Exercise requirements:
**A)** Retype the neurectomy article from "The general procedure" to "cut and removed.".
**B)** Turn the paragraph of the neurectomy article that begins "Recent technological advances" into a short bulleted list that keeps its main facts.
**C)** Carry on writing the neurectomy article from where it stops.

A neurectomy, or nerve resection is a neurosurgical procedure in which a peripheral nerve is cut or removed to alleviate neuropathic pain or permanently disable some function of a nerve. The nerve is not intended to grow back. For chronic pain it may be an alternative to a failed nerve decompression when the target nerve has no motor function and Hypoesthesia is acceptable. Neurectomies have also been used to permanently block autonomic function (e.g. Hyperhidrosis in hands or involuntary muscle movement causing Cramp), and special Sensory nerve not related to pain (e.g. vestibular nerve dysfunction causing vertigo).
A temporary nerve block with an anesthetic is usually performed before surgery to confirm the diagnosis of neuropathic pain. Risks include numbness, neuroma, and complications due to lack of innervation.
The incision is typically directly under the navel. Normally three small holes are made in the lower abdomen to allow for the instruments and other various surgical tools. Nerve tissue that runs to the uterus is interrupted at the sacral promontory; a point at which spine and sacrum meet. This is the best area to access and obtain a clear view of the nerves in the uterus. Proper precautions must be taken as to avoid unnecessary complications with the major blood vessels surrounding the uterus. Some of the complications post-operation include urinary retention, as well as constipation. Neither has been reported to cause lasting effects.
Recent technological advances have allowed this same procedure to be done robotically, a minimally invasive technique similar to laparoscopy. The outcome of the procedure is identical to an open approach (laparotomy), but the incisions are much smaller allowing for less post-operation pain. Less pain following this surgery allows for a quicker recovery period too; two weeks as opposed to six weeks, on average.
The general procedure begins by positioning the patient supine with the head turned to the side with surgical ear upright. An incision is made at the lower portion of the zygomatic root to the area of the Temporal bone region for roughly seven centimeters. Precautions are taken by clamping flaps of tissue as to not impede further actions. To expose the IAC (Inner Auditory Canal) properly, portions of bone from the metal fundus and also the tegmen tympani must be removed. The SVN (superior vestibular nerve) is then identified and cut at the point furthest from the vestibular crest. Along with the SVN, Scarpa's ganglion is also cut and removed.
In cases of Ménière's disease, a neurectomy may be needed when no other medical treatment is sufficient for over six months. In bilateral Ménière's disease, the procedure is done on the worse-off ear. Some procedures are done on both ears, but the risk of hearing loss then becomes significantly greater.

Records provided:
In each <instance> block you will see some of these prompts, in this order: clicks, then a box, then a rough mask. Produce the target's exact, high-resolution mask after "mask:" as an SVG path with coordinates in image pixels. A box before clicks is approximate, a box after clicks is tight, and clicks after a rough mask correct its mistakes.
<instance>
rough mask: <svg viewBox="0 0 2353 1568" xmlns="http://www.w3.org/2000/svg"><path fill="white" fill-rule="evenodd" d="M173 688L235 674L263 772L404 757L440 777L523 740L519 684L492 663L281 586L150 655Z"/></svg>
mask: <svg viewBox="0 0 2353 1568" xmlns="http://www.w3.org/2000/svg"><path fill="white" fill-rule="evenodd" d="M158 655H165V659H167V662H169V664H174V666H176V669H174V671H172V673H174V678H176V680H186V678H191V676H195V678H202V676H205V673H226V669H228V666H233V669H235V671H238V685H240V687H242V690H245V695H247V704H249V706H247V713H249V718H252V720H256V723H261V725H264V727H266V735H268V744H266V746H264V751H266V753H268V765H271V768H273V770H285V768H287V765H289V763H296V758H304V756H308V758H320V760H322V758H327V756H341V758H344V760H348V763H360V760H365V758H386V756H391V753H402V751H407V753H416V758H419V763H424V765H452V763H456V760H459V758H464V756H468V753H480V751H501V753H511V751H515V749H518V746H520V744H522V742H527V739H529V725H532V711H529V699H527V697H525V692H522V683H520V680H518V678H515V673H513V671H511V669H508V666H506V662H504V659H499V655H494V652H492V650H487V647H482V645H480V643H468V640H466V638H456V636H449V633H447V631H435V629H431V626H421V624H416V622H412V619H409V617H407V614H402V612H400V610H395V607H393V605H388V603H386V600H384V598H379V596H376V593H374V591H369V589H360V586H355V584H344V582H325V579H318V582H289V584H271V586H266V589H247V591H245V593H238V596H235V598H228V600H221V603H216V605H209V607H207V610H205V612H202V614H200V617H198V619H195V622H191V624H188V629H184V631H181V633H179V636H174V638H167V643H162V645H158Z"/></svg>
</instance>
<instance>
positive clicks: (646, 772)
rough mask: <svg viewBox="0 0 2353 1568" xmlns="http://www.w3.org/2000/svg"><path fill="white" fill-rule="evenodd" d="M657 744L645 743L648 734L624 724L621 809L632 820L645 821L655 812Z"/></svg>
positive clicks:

Replies:
**A)**
The general procedure begins by positioning the patient supine with the head turned to the side with surgical ear upright. An incision is made at the lower portion of the zygomatic root to the area of the Temporal bone region for roughly seven centimeters. Precautions are taken by clamping flaps of tissue as to not impede further actions. To expose the IAC (Inner Auditory Canal) properly, portions of bone from the metal fundus and also the tegmen tympani must be removed. The SVN (superior vestibular nerve) is then identified and cut at the point furthest from the vestibular crest. Along with the SVN, Scarpa's ganglion is also cut and removed.

**B)**
- The same procedure can now be done robotically, a minimally invasive technique similar to laparoscopy.
- The outcome is identical to an open approach (laparotomy).
- The incisions are much smaller, so there is less pain after the operation.
- Less pain allows a quicker recovery: two weeks instead of six, on average.

**C)**
There are many nerves in the human body that are purely sensory such as the Cutaneous nerve, which provide innervation to all parts of the skin. The cutaneous nerves are especially susceptible to compression from wearables or injuries due to their superficial location. Some examples of wearable-induced irritation are supraorbital neuralgia from tight goggles, superficial radial neuropathy from handcuffs, and meralgia paresthetica from tight pants. As cutaneous nerves cover all areas of the skin, and any surgery which requires incisions may inadvertently cause injury or scarring, now entrapping a cutaneous nerve.
A common tradeoff when electing to a neurectomy is that numbness along the nerve distribution is expected. Studies that have measured how bothersome numbness is to patients have found that most patients are not bothered at all by the numbness, and the ones that are find the numbness minimally bothering.
The success outcome is typically measured as a 50% or more decrease in visual analog scale (VAS) scores, which are numerical pain scores from 0–10 or 0–100. Success rates are often reported as 70%. Studies reporting on intercostal neurectomy often report cure rates (100% reduction in symptoms), even though it is not the primary success outcome. For example, patients may say they are cured or report pain scores of zero. There is a wide span of the reported cure rates, ranging from 22–67%. A double-blind, randomized, controlled surgery trial found a 22% cure rate for the surgery group and a 4% cure rate for the sham surgery group, suggesting that these cure rates cannot be purely attributable to the natural history of the disease or a Placebo Effect.
Between a nerve decompression and a neurectomy, the neurectomy is associated with a higher success rate which has been validated by two Cochrane reviews. The reviews found decompressions beneficial in 88% of cases and neurectomy beneficial in 94% of cases. A German national cohort study found similar results where complete pain relief from decompression was seen in 63% of cases but complete pain relief from neurectomy was seen in 85%.